BEGIN Source records

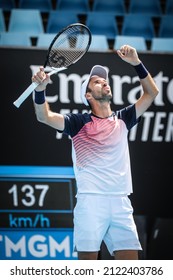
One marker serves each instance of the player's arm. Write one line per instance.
(150, 90)
(42, 109)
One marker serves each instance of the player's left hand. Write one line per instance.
(129, 54)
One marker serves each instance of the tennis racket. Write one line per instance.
(67, 47)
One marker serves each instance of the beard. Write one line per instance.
(102, 97)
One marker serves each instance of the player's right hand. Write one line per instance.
(41, 78)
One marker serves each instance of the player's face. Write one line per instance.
(100, 89)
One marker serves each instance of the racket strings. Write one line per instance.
(69, 47)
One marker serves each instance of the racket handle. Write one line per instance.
(30, 89)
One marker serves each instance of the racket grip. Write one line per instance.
(25, 94)
(30, 89)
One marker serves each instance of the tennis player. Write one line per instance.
(101, 161)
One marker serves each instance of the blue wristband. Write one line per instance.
(141, 71)
(39, 97)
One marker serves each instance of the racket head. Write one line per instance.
(68, 46)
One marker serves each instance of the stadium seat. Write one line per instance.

END Source records

◆ Work item ◆
From the line containing "One marker serves each instance of the racket head." down to the last line of the data, transcribe every line exactly; nothing else should appear.

◆ Result of the task ◆
One marker serves each instance of the racket head. Write one line per instance.
(68, 46)
One marker serves each instance of the stadium seat. Write one line per instance.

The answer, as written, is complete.